Richard Preston, author of Hot Zone, now 'Wild Trees'
"Coastal Redwoods grow up to 380 feet tall, and the oldest living ones may be 2500 years or more old (contemporaneous with the Parthenon). In recent times (the 70's through the 90's), 96% of the US coastal redwood forests were cut down...about 4% of the primeval forest remains in a string of small parks along the coast of Northern California.
The redwood seem to exist in their own time. They are constantly in motion, upward, articulating and filling redwood space over redwood time. Standing at the base you can't know the tree - like a mouse looking at the foot of the elephant - the bulk is above you. It was believed that the canopy was a 'redwood desert', but when the first free climber scaled a giant, they discovered a wildly biodiverse 3-dimensional redwood labyrinth, where you lose the ground and the sky - hundreds of feet above the ground.

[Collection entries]
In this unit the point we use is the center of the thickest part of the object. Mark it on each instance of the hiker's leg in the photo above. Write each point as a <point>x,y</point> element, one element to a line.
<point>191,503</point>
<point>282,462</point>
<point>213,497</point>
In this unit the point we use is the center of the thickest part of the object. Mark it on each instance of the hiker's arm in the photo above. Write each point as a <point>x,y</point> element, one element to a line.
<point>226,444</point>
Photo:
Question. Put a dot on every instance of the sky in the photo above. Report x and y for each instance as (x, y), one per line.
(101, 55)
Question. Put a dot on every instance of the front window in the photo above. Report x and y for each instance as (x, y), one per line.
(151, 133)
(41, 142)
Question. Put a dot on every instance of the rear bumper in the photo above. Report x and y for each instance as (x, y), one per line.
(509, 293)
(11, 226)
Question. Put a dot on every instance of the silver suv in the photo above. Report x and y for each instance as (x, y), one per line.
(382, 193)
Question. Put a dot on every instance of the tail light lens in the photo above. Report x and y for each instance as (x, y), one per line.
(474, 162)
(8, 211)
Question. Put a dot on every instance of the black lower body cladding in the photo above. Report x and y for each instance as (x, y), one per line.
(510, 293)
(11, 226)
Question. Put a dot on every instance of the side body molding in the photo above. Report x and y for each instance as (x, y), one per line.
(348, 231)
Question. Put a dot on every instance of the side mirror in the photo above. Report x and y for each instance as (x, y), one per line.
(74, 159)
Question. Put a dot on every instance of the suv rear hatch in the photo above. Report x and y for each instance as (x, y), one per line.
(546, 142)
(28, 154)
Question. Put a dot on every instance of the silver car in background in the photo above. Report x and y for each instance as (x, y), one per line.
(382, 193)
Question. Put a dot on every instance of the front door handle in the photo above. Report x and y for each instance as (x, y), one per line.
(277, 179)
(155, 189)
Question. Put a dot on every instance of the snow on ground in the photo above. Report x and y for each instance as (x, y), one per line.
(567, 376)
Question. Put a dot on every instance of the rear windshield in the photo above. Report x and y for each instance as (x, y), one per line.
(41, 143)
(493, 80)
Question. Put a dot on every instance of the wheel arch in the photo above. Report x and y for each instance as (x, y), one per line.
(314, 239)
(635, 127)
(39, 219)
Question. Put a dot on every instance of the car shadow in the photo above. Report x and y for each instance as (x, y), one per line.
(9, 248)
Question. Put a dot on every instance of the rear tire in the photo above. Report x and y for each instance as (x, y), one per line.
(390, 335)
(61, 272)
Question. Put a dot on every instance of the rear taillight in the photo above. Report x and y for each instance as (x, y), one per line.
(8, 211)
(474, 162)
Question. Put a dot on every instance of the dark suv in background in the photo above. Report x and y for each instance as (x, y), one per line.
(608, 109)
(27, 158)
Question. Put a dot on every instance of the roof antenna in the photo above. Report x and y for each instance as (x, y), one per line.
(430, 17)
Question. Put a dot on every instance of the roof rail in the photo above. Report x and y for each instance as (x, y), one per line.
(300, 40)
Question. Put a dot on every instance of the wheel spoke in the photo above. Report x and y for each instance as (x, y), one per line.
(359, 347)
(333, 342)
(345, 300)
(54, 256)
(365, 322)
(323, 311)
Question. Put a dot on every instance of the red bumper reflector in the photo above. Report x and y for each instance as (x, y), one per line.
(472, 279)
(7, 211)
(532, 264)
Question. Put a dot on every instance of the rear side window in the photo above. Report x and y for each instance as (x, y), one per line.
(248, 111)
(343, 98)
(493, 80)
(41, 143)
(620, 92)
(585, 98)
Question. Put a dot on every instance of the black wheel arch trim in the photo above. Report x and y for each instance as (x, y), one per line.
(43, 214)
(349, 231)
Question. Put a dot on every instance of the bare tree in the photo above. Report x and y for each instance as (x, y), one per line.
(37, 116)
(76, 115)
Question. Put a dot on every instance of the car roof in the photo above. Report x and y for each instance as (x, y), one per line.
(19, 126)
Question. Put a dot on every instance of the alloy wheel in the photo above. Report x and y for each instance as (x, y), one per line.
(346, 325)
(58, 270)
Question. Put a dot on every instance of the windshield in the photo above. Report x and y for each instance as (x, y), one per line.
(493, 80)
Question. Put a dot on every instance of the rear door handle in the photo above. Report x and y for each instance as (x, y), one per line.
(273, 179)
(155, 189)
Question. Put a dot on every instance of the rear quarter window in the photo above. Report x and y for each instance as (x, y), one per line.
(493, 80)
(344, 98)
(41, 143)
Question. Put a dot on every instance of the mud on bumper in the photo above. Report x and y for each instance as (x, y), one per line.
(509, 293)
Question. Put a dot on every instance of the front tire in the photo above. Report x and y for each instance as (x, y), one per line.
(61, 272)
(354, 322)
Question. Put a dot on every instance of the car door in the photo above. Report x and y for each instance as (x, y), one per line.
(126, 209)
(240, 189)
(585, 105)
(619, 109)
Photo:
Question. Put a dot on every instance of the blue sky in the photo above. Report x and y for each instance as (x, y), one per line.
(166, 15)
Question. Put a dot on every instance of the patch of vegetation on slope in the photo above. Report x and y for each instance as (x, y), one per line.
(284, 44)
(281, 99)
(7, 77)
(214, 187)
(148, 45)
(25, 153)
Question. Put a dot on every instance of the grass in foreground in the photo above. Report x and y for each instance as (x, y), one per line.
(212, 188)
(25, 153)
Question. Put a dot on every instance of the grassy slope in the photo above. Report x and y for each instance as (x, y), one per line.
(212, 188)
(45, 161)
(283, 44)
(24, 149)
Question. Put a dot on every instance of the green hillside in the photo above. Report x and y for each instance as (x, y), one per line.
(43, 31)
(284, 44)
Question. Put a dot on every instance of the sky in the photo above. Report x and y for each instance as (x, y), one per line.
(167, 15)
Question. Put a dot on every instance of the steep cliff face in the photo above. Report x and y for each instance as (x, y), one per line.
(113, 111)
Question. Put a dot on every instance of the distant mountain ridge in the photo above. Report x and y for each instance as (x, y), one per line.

» **Task list**:
- 1) List every quantity in the passage on coastal redwoods that is given in feet or in years.
- 2) Carry the passage on coastal redwoods forward from its final sentence.

» **Task responses**:
- 1) 380 feet; 2500 years; hundreds of feet

- 2)
...Children don't seem to have the same fear of heights as humans [laughter]...
A redwood is a fractal. They "reiterate", that is, limbs will grow out then spawn a new redwood at the end of the limb which in turn grows up. If we reiterated like them, our fingers would sprout independent humans. They also spawn buttresses - limbs that grow across between trunks and re-enter, connecting and supporting. If portions of it rot, it sends new roots into the rot to extract the nutrients. They are finding crustaceans living in the soil off the redwood canopies - the same that baleen whales feed off in the oceans. What they are doing there, no-one knows."